* **Goal**
Output nothing but the lines from the line with "Question. Put a dot on every instance of the combat" through the end of the listing below, both ends included.

* **Records shown**

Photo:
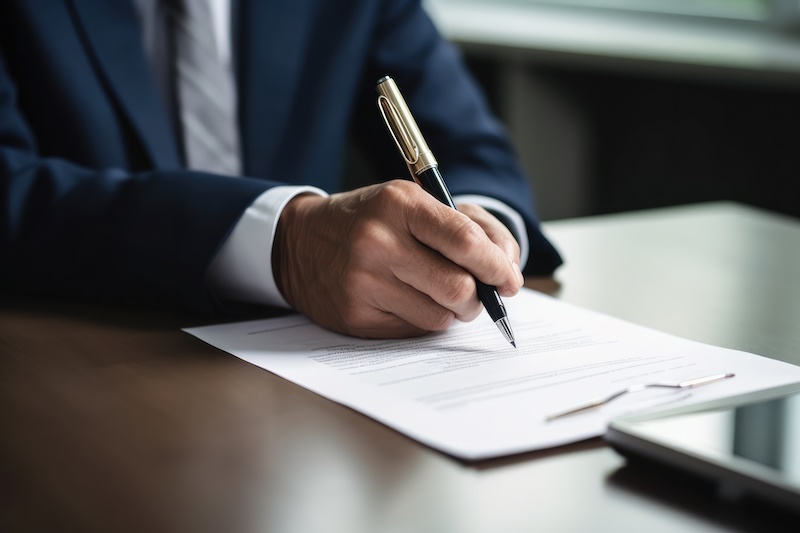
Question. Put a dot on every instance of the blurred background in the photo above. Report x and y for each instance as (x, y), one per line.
(616, 105)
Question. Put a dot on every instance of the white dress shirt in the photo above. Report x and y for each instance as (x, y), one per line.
(242, 270)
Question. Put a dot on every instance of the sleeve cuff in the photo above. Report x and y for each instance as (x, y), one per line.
(242, 270)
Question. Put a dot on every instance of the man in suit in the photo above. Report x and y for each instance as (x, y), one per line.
(101, 198)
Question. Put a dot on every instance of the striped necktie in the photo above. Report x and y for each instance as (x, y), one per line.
(205, 91)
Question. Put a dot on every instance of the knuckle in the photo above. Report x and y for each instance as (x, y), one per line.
(457, 290)
(469, 237)
(441, 320)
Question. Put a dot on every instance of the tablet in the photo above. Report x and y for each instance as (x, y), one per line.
(748, 444)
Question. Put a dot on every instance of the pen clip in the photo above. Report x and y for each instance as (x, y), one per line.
(397, 128)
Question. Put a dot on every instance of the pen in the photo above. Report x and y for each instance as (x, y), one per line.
(425, 171)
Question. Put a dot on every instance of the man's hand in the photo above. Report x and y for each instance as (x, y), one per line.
(389, 260)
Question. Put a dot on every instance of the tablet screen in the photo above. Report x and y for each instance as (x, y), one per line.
(750, 445)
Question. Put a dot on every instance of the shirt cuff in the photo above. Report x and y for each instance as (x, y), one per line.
(242, 270)
(513, 221)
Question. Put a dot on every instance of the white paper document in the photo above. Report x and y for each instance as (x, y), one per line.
(470, 394)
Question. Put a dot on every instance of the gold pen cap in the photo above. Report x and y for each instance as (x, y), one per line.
(403, 127)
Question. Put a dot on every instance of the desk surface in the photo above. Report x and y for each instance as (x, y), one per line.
(115, 420)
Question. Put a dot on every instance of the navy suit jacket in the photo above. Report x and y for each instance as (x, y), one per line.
(94, 200)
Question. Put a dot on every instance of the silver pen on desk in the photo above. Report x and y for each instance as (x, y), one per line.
(425, 171)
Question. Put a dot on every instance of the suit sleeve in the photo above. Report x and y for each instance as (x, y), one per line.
(471, 146)
(108, 234)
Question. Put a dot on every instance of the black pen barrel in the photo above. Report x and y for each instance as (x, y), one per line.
(432, 181)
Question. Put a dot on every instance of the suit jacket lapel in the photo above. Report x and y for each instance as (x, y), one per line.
(272, 44)
(113, 34)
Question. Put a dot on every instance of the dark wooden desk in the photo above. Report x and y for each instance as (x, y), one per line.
(115, 420)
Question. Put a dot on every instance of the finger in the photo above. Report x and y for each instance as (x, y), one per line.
(444, 282)
(497, 232)
(411, 307)
(463, 241)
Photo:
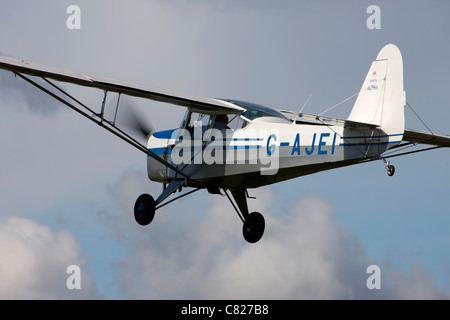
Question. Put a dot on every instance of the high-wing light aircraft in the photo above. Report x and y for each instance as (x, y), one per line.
(231, 146)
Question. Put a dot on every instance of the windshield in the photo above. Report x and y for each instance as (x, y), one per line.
(254, 111)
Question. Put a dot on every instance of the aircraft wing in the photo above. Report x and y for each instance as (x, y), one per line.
(423, 137)
(65, 75)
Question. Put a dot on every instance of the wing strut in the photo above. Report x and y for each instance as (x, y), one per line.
(104, 123)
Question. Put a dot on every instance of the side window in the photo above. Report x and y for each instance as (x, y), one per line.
(198, 121)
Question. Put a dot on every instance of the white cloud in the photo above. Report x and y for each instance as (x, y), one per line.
(35, 260)
(304, 254)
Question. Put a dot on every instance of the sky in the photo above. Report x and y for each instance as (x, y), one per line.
(67, 187)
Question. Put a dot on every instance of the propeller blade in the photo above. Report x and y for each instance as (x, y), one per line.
(134, 119)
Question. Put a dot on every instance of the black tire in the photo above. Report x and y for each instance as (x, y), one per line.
(144, 209)
(391, 170)
(253, 228)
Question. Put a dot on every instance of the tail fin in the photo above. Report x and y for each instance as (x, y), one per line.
(381, 101)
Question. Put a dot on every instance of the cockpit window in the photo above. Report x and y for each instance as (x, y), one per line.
(254, 111)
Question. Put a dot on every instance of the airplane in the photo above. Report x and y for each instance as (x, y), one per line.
(228, 146)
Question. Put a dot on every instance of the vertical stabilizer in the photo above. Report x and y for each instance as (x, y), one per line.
(381, 101)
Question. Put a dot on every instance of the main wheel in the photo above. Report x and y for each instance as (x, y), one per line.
(253, 228)
(144, 209)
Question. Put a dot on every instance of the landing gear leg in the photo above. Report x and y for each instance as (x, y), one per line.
(253, 223)
(390, 168)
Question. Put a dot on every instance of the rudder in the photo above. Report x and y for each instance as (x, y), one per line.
(381, 101)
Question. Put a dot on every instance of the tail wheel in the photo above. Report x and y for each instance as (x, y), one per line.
(253, 228)
(144, 209)
(391, 170)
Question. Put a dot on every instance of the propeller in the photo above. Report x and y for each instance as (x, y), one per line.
(136, 121)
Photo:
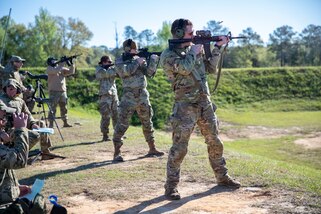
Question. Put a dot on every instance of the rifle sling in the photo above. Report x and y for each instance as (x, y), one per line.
(220, 64)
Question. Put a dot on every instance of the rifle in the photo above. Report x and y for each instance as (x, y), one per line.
(3, 45)
(143, 52)
(67, 59)
(203, 37)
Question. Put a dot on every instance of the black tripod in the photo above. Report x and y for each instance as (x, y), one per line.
(41, 99)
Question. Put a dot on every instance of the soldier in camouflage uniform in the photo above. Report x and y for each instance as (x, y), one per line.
(58, 89)
(135, 97)
(11, 98)
(186, 69)
(11, 71)
(108, 98)
(13, 157)
(28, 97)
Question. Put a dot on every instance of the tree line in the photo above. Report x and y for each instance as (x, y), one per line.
(54, 36)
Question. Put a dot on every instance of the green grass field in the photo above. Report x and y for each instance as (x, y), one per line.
(271, 163)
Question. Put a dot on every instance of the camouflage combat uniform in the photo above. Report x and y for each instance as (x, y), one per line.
(187, 74)
(58, 91)
(12, 158)
(108, 98)
(135, 98)
(20, 105)
(28, 97)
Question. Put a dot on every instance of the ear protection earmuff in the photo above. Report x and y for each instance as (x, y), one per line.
(179, 31)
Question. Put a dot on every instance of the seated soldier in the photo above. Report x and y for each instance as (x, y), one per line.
(12, 90)
(13, 156)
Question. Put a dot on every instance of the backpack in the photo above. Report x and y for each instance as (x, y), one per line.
(24, 206)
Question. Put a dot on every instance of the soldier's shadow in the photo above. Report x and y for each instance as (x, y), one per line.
(172, 205)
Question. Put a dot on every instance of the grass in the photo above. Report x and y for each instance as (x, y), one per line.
(271, 163)
(279, 114)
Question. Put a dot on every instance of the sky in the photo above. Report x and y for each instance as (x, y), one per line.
(102, 17)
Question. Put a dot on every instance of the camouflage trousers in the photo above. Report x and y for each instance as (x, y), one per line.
(131, 101)
(35, 137)
(58, 98)
(9, 188)
(185, 116)
(108, 107)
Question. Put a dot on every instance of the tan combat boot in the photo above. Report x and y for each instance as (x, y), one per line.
(106, 137)
(153, 151)
(117, 153)
(172, 194)
(51, 124)
(46, 155)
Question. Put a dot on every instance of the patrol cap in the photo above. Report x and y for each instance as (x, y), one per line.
(14, 83)
(129, 44)
(15, 58)
(105, 59)
(5, 108)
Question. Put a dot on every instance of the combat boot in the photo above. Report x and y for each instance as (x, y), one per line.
(66, 124)
(117, 153)
(172, 194)
(153, 151)
(106, 137)
(51, 124)
(228, 182)
(46, 155)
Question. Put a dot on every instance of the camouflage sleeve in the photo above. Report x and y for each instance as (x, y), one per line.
(52, 70)
(211, 64)
(102, 73)
(126, 69)
(172, 63)
(15, 157)
(25, 109)
(152, 67)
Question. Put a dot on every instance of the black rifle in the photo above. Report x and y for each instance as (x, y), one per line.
(67, 59)
(203, 37)
(142, 52)
(3, 44)
(34, 76)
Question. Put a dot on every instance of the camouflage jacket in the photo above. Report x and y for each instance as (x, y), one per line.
(106, 78)
(12, 158)
(134, 75)
(56, 77)
(20, 105)
(187, 72)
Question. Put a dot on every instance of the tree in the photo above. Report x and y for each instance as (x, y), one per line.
(130, 33)
(311, 40)
(281, 43)
(78, 33)
(250, 46)
(146, 38)
(164, 34)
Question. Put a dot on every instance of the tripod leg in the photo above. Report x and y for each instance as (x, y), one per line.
(42, 94)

* **Complete output**
Question. Put a dot on every instance of the combat boot in the photo above. Report x and y for each instance as (x, y), one per line.
(66, 124)
(117, 153)
(172, 194)
(153, 151)
(106, 137)
(51, 124)
(228, 182)
(46, 155)
Question. Put a dot on every instance of the camouflage sleeve in the photo above. Report x and y for each instance as (x, y), one per line.
(52, 70)
(211, 64)
(102, 73)
(126, 69)
(172, 63)
(15, 157)
(25, 109)
(152, 67)
Question. Put a dot on every instance of the black rifle in the photo above. Report x and y for each instance as (x, y), one per line.
(67, 59)
(203, 37)
(142, 52)
(3, 44)
(34, 76)
Question. Put a dot on every instance of the camouflage jacket in the photo above. Report x and y for each instance as (x, y), one per line.
(106, 78)
(12, 158)
(134, 75)
(56, 77)
(20, 105)
(187, 72)
Question. Put a dot on every instance of the tree in the photo above. Report x and y for each instance as (x, y), one per line.
(130, 33)
(311, 40)
(281, 43)
(78, 33)
(250, 46)
(146, 38)
(164, 34)
Question. Put a dot on every instance of the tripod leg in the photo above. Report x and y for each instance as (x, y), one per line.
(42, 94)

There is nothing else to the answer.